■ **Exercise details**: Repeat the whole of the data, keeping every detail the same.

Natural language region descriptions
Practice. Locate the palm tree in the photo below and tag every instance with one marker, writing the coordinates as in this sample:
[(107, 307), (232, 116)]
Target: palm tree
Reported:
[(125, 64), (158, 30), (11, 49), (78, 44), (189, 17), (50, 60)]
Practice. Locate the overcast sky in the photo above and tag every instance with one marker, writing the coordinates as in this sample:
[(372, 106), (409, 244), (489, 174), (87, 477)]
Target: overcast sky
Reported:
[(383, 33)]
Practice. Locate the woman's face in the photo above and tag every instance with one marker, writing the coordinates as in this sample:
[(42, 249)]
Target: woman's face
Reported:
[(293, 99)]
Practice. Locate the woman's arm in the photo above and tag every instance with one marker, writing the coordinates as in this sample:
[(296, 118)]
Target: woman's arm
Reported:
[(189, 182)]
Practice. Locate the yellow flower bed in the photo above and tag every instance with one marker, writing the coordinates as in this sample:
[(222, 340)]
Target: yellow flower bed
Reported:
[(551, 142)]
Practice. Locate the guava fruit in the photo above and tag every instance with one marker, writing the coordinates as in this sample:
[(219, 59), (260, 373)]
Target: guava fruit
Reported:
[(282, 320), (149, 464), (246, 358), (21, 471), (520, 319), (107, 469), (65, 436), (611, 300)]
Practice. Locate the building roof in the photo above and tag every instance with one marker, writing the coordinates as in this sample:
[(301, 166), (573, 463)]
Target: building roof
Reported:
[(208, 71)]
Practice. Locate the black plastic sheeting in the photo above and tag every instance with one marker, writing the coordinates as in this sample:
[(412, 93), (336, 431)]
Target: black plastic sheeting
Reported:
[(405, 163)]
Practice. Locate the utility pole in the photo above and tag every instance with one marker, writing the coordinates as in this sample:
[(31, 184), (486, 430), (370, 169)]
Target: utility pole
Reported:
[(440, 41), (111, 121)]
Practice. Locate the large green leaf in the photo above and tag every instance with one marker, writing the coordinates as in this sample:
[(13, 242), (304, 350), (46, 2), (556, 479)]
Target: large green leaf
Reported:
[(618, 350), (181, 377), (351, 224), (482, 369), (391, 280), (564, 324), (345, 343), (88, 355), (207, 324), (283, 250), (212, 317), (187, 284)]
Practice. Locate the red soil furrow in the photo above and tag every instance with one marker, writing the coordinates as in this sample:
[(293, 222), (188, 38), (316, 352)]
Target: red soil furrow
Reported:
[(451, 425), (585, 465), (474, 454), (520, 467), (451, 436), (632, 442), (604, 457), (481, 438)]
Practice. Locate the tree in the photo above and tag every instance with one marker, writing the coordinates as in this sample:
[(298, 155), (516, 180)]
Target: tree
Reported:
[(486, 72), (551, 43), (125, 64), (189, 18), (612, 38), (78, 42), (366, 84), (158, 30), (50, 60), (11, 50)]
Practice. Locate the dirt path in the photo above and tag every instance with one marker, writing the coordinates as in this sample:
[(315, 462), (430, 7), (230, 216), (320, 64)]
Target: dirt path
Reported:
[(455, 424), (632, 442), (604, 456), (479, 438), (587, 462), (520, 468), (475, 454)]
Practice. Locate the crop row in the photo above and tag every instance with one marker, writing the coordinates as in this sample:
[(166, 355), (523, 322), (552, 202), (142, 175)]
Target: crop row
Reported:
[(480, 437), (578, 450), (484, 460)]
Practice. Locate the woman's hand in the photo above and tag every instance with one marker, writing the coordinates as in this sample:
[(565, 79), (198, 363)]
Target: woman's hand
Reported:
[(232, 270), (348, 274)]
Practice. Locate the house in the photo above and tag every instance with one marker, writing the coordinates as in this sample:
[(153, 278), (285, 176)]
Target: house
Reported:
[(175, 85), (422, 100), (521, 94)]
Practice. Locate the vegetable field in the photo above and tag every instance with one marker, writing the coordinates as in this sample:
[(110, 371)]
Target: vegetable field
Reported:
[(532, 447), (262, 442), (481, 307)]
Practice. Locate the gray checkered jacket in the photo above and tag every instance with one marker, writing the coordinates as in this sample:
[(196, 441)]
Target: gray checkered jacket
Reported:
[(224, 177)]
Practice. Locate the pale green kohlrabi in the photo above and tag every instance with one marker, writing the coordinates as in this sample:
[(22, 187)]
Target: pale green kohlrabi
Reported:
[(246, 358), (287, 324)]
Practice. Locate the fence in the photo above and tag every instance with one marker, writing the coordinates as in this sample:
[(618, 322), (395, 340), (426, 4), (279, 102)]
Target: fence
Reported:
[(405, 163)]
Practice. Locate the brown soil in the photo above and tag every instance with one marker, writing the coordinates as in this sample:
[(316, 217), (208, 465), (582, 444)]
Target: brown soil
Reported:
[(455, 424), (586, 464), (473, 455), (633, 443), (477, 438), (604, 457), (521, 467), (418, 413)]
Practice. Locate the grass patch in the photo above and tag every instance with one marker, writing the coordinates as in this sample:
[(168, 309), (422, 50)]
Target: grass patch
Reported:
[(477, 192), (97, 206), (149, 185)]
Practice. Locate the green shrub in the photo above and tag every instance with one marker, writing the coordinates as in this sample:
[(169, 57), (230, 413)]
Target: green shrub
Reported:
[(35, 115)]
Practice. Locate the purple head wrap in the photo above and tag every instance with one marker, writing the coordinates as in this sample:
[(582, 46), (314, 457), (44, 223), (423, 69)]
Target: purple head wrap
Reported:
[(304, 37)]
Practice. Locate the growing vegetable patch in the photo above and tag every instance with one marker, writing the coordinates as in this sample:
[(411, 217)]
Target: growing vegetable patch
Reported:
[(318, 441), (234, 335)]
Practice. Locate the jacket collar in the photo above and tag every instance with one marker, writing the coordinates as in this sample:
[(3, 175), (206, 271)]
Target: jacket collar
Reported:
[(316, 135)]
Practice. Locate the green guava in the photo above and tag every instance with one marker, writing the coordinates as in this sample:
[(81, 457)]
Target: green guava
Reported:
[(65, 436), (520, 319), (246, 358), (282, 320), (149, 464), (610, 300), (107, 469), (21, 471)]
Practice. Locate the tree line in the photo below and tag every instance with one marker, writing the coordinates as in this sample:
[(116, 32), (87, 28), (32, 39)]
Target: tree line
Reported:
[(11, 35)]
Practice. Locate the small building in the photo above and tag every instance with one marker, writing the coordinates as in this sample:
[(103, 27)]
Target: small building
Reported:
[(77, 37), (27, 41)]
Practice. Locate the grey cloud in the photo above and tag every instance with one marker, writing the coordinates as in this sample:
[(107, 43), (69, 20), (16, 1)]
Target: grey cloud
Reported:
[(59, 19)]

■ **Answer area**:
Practice. Locate the palm tree in the photo below and tag every instance with one marker, writing the coordinates as in this sample:
[(107, 307), (232, 116)]
Target: palm tree
Reported:
[(125, 64), (158, 30), (11, 49), (78, 44), (189, 17), (50, 60)]
Practice. Locate the overcast sky in the photo above and tag every instance with one marker, writing the coordinates as in this sample:
[(372, 106), (409, 244), (489, 174), (87, 477)]
Target: overcast sky
Reported:
[(383, 33)]
Practice. Locate the woman's face in the photo above and tag every instance with one marker, writing the coordinates as in this sample:
[(42, 249)]
Target: woman's face
Reported:
[(293, 99)]
Practice. Locate the woman's arm in the photo above and tag every instance with one marker, writing the coordinates as in this sample:
[(296, 118)]
Target: woman's arm
Reported:
[(189, 182)]
Practice. Locate the yellow flower bed in the photo above and tag every instance with one marker, writing the coordinates as in this sample:
[(222, 340)]
Target: yellow flower bed
Reported:
[(551, 142)]
Practice. Locate the guava fruit in the photo above and tag every instance with one marker, writing the coordinates as in this sample:
[(219, 59), (260, 373)]
Target: guava fruit
Reported:
[(282, 320), (149, 464), (246, 358), (21, 471), (520, 319), (107, 469), (65, 436), (611, 300)]
Practice. Locate the building roof in the photo above and tag every instance with one marker, writing the coordinates as in this sample:
[(301, 166), (573, 463)]
Target: building roof
Reported:
[(208, 71)]
Practice. Locate the black plastic sheeting in the photo above and tag every instance with one marker, writing the coordinates as in this sample:
[(412, 93), (336, 431)]
Target: black plastic sheeting
Reported:
[(405, 163)]
Practice. Locate the utility pole in the photo above and tag every instance with one marker, writing the coordinates as in this sample:
[(31, 184), (486, 430), (370, 169)]
Target: utility pole
Reported:
[(440, 41), (111, 121)]
Practice. Locate the large green leaf in the photo above and tag every instance with one marker, writing the coordinates as in this sample:
[(13, 242), (304, 350), (46, 2), (556, 479)]
Target: large green leaf
Reported:
[(618, 350), (181, 377), (351, 224), (482, 369), (391, 280), (564, 324), (345, 343), (88, 355), (207, 324), (283, 250), (212, 317), (187, 284)]
Practice. Locate the red soil furrow in the photo above and tag every instance with one marker, writing the coordinates as in this sample:
[(293, 222), (188, 38), (316, 352)]
Target: red soil furrow
Reported:
[(451, 425), (585, 465), (474, 454), (520, 467), (451, 436), (632, 442), (604, 457), (481, 438)]
Practice. Locate the tree in the photo above and tag every instance with one marker, writing the coordinates as in this sample:
[(298, 155), (516, 180)]
Target: tree
Reported:
[(486, 72), (551, 43), (125, 64), (189, 18), (612, 38), (78, 42), (366, 84), (158, 30), (50, 60), (11, 50)]
Practice. Locate the dirt path in the photo above and tag every instance with one marker, writing the coordinates as in this sample:
[(315, 462), (430, 7), (230, 216), (320, 64)]
Target: dirt path
Reported:
[(455, 424), (632, 442), (604, 456), (479, 438), (587, 462), (520, 468), (475, 454)]
Practice. Locate the crop row in the photo above and tag every instance with one marker, writing the coordinates as in this sample:
[(166, 355), (523, 322), (552, 202), (142, 175)]
Target: crop row
Reported:
[(480, 437), (578, 450), (484, 460)]
Practice. Locate the woman's hand in the photo above and tag every instance with one marker, writing the coordinates as in this sample:
[(565, 79), (198, 363)]
Target: woman's hand
Reported:
[(232, 270), (348, 274)]
Practice. Locate the house in the photo above and tag every instance with one marker, writing the coordinates as in this sample:
[(153, 278), (285, 176)]
Target: house
Reported:
[(175, 85), (422, 100), (521, 94)]
Practice. Locate the vegetable field in the photo above and tag every instance with one marker, writing the coordinates as in this sample:
[(110, 371)]
Target: vegetable field
Reported:
[(532, 447), (262, 442), (481, 307)]
Practice. Locate the gray checkered jacket in the photo above and tag every instance with one marker, writing the coordinates as in this sample:
[(196, 441)]
Target: gray checkered jacket
Reported:
[(224, 177)]
Practice. Locate the pale green kohlrabi in the photo above and tag every instance with one marker, writing the coordinates as in this sample:
[(22, 187)]
Target: pale green kohlrabi
Reported:
[(246, 358), (287, 324)]
Practice. Locate the fence in the photo above and tag every instance with one marker, writing the coordinates as in this sample:
[(618, 322), (395, 340), (426, 4), (279, 102)]
Target: fence
Reported:
[(405, 163)]
Practice. Locate the brown soil in the photo above and tag every instance with one marker, writing the coordinates as in this sample:
[(316, 217), (208, 465), (582, 444)]
Target: brown soil
Reported:
[(455, 424), (586, 464), (473, 455), (633, 443), (477, 438), (604, 457), (521, 467), (418, 413)]
Practice. Locate the grass patch in the photo above and tag every instance with one marker, writing the coordinates as in this sample:
[(168, 309), (422, 50)]
Target: grass patch
Reported:
[(477, 192), (97, 206), (149, 185)]
Practice. Locate the green shrub in the photo above and tag every instance with one marker, writing the coordinates as in this sample:
[(169, 57), (230, 413)]
Target: green shrub
Reported:
[(35, 115)]
Practice. Locate the purple head wrap in the photo above and tag every instance with one marker, writing the coordinates as in this sample:
[(582, 46), (314, 457), (44, 223), (423, 69)]
Target: purple head wrap
Reported:
[(304, 37)]
Practice. Locate the growing vegetable patch in the photo above and tag every instance with one marker, writing the coordinates as in this sample:
[(411, 217)]
Target: growing vegetable patch
Reported:
[(318, 441), (234, 335)]
Practice. Locate the jacket collar in the photo above and tag every instance with one marker, writing the coordinates as in this sample:
[(3, 175), (206, 271)]
Target: jacket collar
Reported:
[(316, 135)]
Practice. Locate the green guava in the photo above and tag every instance with one marker, writing the coordinates as in this sample:
[(81, 457)]
Target: green guava
Reported:
[(65, 436), (520, 319), (246, 358), (282, 320), (149, 464), (610, 300), (107, 469), (21, 471)]
Practice. Locate the tree line in the photo below and tag every instance with one marker, writing the coordinates as in this sample:
[(116, 32), (87, 28), (32, 39)]
Target: tree line
Reported:
[(11, 35)]
Practice. Locate the small building in the photo above and tag every instance with one marker, writing the coordinates as in this sample:
[(103, 27)]
Target: small building
Reported:
[(77, 37), (27, 41)]
Practice. Locate the grey cloud in the photo above and tag every instance with one marker, writing the coordinates as in this sample:
[(107, 43), (69, 20), (16, 1)]
Target: grey cloud
Reported:
[(59, 19)]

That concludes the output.